* [Task goal]:
Please go line by line through the material and copy each one containing the word "person".

★ ★ ★ ★

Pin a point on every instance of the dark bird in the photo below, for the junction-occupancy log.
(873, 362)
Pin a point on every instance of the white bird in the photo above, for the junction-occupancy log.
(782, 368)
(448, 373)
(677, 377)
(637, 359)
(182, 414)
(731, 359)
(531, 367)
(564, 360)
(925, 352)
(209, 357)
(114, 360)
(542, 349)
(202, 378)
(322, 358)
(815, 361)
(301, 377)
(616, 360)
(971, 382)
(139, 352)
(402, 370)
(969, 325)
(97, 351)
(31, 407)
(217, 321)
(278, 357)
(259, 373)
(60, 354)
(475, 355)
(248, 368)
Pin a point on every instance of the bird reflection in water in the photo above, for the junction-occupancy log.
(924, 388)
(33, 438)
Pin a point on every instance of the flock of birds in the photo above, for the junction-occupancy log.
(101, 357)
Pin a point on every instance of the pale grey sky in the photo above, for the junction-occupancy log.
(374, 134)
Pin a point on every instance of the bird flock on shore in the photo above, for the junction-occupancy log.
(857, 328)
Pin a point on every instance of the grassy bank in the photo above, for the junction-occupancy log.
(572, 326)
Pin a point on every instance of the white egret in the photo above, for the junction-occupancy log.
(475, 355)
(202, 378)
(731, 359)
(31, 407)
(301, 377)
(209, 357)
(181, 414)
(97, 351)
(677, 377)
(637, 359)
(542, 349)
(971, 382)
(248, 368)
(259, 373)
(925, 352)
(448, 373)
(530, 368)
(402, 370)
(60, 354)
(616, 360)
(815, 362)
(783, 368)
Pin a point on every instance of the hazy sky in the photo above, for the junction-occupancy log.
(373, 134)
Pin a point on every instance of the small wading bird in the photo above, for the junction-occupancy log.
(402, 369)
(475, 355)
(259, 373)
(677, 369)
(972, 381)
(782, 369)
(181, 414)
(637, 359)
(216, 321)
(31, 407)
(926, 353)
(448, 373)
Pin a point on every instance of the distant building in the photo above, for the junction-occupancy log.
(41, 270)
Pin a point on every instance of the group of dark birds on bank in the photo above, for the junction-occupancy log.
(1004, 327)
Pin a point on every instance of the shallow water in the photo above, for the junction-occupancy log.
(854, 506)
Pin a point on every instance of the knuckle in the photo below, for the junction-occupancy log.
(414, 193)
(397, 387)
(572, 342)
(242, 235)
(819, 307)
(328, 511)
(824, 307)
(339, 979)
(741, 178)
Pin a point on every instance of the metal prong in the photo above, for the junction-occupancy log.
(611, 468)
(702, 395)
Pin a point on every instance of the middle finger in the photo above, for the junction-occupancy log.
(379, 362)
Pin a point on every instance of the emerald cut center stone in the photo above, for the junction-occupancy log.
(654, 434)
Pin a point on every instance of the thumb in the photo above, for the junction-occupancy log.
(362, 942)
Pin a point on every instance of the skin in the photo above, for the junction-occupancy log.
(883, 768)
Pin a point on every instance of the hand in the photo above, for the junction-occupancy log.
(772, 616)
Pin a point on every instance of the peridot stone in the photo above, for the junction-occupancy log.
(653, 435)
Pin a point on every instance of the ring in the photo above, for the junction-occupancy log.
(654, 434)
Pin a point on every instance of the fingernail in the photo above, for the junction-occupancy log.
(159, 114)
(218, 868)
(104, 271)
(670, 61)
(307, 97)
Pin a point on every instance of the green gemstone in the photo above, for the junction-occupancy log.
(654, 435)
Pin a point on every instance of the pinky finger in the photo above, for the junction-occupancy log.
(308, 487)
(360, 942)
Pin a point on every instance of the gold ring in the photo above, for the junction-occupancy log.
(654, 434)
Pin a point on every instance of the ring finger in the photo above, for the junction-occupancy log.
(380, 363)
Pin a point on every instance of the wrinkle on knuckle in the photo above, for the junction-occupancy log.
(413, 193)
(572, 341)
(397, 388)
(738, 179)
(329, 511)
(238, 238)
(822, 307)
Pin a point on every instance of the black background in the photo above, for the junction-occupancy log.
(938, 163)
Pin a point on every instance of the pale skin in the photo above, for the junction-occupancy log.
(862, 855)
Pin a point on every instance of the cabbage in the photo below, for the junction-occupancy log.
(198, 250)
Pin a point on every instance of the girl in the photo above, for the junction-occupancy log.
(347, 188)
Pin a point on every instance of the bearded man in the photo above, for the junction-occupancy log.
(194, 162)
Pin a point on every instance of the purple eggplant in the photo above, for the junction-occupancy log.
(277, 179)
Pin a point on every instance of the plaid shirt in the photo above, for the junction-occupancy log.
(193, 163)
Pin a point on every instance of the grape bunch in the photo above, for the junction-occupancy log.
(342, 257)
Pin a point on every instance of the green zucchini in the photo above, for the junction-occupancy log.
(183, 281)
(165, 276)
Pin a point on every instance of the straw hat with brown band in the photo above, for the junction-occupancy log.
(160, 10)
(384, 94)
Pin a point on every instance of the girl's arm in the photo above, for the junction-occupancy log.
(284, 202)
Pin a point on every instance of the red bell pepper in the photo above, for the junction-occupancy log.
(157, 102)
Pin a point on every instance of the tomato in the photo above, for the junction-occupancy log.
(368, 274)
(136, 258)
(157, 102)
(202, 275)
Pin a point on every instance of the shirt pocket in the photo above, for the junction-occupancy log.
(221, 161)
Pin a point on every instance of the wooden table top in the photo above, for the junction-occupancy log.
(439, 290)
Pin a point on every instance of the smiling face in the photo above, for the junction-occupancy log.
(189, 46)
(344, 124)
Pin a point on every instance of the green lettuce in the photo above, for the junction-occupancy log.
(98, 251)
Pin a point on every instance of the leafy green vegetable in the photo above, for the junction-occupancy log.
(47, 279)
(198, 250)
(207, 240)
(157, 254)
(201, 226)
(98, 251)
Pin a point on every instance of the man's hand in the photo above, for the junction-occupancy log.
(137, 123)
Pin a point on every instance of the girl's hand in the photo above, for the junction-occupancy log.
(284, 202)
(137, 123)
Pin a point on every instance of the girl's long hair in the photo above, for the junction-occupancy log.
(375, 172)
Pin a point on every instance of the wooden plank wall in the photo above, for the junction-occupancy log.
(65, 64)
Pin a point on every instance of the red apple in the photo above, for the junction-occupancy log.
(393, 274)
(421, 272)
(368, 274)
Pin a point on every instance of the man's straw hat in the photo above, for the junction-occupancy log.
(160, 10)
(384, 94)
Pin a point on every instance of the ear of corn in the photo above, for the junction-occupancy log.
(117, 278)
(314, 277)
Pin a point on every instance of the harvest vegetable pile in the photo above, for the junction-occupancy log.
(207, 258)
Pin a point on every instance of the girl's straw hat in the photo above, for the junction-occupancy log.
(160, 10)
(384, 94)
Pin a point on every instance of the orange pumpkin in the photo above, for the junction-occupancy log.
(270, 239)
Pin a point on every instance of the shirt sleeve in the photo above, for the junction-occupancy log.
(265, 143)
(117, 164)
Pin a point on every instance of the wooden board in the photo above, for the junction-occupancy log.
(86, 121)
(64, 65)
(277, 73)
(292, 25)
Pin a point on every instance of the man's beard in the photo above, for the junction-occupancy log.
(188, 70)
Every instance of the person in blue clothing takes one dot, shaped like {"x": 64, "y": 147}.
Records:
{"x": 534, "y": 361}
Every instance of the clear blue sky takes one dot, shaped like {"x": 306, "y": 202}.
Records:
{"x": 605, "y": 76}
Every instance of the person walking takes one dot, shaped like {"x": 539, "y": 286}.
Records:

★ ★ ★ ★

* [Expected output]:
Every instance of the person in blue clothing takes one dot, shaped like {"x": 64, "y": 147}.
Every instance of the person walking takes one dot, shaped like {"x": 539, "y": 286}.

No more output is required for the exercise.